# Directions
Copy exactly the lines from the start of the data below through the one that carries "task | put a dot on the cabinet drawer, one", and only those.

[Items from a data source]
------------------------------------------------------------------------

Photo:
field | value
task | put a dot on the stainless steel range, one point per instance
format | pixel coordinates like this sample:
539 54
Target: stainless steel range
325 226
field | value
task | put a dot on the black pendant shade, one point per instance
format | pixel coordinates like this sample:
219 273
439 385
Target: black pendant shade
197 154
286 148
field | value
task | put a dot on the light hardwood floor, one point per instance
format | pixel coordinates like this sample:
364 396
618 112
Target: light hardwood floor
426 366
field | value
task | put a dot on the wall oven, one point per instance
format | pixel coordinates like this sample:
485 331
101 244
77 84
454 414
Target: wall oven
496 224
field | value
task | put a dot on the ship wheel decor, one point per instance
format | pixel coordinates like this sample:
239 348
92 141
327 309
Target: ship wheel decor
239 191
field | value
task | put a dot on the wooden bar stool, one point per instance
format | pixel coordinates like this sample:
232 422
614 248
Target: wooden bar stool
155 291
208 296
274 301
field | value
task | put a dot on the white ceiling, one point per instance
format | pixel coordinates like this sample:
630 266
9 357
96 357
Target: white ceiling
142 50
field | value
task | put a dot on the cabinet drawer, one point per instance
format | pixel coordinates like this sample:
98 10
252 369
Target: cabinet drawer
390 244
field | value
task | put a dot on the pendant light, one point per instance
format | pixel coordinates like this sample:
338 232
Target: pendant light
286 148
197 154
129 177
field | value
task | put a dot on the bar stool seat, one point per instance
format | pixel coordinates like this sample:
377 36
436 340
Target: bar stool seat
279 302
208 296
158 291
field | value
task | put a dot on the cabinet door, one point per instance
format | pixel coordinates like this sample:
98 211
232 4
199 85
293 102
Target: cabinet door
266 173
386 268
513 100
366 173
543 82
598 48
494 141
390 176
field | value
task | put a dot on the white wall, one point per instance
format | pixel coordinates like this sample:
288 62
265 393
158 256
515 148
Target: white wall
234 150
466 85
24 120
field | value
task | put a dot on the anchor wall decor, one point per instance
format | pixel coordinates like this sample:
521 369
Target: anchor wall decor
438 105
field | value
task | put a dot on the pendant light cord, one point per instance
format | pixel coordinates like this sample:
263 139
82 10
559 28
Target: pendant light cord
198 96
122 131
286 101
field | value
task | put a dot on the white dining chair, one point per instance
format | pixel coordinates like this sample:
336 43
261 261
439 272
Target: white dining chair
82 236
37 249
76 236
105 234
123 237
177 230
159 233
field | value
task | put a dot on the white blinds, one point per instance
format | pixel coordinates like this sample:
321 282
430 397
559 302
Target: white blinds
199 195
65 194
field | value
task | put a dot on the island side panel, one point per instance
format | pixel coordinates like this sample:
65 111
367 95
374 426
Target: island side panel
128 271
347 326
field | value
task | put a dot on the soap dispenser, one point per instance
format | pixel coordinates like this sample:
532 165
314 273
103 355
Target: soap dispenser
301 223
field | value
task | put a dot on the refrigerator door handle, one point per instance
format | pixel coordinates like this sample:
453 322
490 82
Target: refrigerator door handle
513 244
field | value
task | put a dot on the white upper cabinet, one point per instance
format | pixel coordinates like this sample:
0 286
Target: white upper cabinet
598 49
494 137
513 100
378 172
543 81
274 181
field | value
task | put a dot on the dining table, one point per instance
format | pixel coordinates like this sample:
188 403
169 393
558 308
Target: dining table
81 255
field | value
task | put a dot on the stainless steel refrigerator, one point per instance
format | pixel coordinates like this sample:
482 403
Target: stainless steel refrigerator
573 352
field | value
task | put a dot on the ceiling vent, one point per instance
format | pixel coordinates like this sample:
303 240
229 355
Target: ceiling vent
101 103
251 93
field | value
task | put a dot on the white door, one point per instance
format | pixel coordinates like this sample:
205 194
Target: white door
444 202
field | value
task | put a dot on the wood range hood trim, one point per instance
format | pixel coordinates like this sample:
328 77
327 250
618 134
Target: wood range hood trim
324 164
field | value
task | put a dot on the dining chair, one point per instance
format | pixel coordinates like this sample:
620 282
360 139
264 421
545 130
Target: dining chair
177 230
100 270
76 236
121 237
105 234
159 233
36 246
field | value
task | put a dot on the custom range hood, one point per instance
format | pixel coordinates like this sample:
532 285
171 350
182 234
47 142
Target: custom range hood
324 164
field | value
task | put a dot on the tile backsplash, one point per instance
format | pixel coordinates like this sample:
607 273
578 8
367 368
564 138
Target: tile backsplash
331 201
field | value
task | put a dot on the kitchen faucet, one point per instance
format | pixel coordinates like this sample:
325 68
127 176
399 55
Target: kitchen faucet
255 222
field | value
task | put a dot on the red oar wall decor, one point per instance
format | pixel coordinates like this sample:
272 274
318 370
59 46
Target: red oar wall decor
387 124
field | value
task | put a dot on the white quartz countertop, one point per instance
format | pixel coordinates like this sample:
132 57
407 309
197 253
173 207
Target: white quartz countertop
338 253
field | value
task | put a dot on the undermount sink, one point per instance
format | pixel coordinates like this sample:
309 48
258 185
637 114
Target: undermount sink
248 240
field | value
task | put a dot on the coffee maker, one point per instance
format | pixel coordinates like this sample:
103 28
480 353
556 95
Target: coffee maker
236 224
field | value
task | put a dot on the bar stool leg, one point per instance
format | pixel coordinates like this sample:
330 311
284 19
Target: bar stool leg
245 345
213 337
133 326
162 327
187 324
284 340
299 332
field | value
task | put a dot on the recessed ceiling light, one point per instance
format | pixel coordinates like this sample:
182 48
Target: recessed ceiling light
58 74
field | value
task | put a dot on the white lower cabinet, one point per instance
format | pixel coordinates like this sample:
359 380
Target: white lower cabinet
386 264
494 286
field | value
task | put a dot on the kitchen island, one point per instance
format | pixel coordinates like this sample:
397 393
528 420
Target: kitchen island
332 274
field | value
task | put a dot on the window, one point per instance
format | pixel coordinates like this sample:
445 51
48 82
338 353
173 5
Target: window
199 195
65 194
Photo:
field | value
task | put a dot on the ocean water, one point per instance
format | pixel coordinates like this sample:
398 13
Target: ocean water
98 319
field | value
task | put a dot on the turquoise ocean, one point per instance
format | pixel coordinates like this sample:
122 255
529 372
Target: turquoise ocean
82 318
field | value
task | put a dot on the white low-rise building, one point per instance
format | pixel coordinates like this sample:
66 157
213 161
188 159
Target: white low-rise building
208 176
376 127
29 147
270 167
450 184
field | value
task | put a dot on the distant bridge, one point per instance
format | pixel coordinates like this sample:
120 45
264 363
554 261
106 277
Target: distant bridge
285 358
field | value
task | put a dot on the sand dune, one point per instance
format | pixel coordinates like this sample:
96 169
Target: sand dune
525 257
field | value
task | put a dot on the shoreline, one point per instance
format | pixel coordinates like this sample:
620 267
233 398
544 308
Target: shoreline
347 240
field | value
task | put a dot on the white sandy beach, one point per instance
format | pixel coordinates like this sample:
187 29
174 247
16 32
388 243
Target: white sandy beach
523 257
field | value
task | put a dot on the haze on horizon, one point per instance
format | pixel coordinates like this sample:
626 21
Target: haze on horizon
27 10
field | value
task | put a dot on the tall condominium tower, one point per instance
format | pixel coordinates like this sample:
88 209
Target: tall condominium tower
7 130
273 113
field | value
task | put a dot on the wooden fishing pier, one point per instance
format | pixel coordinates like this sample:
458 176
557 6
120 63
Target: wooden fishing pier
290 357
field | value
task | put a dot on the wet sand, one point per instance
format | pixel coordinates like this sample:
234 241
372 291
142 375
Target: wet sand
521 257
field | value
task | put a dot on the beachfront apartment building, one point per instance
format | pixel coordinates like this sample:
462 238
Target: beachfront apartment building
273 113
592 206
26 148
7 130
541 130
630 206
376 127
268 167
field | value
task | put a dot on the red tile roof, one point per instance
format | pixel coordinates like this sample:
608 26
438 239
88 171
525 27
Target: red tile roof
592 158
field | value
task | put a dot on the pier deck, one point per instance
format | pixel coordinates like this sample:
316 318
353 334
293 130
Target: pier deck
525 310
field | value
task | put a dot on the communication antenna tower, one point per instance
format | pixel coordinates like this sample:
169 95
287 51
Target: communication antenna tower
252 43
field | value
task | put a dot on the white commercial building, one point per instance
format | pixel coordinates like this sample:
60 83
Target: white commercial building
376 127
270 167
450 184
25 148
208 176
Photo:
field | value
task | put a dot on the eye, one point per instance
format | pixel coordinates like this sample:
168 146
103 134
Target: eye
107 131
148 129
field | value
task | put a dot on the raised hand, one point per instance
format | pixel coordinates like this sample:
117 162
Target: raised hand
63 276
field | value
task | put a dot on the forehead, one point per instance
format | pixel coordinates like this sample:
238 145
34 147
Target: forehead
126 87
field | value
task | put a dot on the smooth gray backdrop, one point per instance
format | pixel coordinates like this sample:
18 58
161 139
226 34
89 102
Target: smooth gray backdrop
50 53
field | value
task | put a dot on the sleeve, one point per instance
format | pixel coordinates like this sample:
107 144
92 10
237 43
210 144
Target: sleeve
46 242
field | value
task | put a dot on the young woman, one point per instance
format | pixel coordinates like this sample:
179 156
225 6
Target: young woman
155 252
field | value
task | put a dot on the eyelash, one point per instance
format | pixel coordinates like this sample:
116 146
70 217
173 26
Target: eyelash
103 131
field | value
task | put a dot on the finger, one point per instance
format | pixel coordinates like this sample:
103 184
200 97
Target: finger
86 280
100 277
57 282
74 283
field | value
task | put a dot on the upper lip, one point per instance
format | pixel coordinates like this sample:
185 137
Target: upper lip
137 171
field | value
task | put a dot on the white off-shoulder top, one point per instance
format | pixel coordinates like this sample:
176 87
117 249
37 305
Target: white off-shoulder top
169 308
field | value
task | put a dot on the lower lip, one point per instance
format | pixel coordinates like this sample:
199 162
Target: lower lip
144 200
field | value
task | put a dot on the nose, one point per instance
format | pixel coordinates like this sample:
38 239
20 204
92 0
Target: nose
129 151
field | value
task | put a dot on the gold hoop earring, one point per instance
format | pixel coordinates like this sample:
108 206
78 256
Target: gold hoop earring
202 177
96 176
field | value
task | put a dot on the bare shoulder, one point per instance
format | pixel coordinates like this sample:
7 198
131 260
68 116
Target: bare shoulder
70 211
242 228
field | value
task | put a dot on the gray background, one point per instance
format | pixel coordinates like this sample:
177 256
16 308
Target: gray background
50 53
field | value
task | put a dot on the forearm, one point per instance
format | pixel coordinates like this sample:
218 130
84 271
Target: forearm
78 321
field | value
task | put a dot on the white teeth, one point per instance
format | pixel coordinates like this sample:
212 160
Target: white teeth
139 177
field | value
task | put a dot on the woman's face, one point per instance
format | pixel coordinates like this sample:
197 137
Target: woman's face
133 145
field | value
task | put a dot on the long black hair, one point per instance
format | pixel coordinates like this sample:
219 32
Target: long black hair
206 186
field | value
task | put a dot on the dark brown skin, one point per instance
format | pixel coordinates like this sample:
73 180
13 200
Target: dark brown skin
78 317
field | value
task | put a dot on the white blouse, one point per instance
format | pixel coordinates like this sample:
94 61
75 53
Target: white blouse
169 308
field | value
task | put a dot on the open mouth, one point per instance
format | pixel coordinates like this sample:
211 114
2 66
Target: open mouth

------------------------------------------------------------------------

# The completed task
Photo:
field | value
task | put a dot on the stainless steel range, one point per instance
format | pixel coordinates like this sample:
539 54
Target: stainless steel range
325 226
field | value
task | put a dot on the black pendant shade, one point per instance
format | pixel coordinates like this sample:
219 273
439 385
Target: black pendant shade
197 154
286 148
field | value
task | put a dot on the light hardwood floor, one point per instance
format | pixel coordinates like this sample:
364 396
618 112
Target: light hardwood floor
426 366
field | value
task | put a dot on the wall oven, one point per instance
format | pixel coordinates like this sample:
485 331
101 244
77 84
454 414
Target: wall oven
496 224
field | value
task | put a dot on the ship wheel decor, one point per instance
format | pixel coordinates like this sample:
239 348
92 141
327 309
Target: ship wheel decor
239 191
field | value
task | put a dot on the wooden bar stool, one point per instance
format | pixel coordinates like this sample:
232 422
614 248
Target: wooden bar stool
155 291
208 296
274 301
field | value
task | put a dot on the white ceiling, one point per instance
format | pixel coordinates like this sample:
630 266
9 357
96 357
Target: white ceiling
142 50
field | value
task | put a dot on the cabinet drawer, one point per instance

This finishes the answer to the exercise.